> _Problem details_: Repeat every entry exactly as it appears.

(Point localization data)
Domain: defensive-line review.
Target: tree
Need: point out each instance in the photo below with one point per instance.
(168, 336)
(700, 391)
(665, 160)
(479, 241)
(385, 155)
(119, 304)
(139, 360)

> _Response below_:
Domain: defensive-line review.
Target: tree
Need: point out each instance in the photo below with one point per instance.
(168, 336)
(700, 391)
(665, 160)
(479, 241)
(385, 155)
(119, 304)
(139, 360)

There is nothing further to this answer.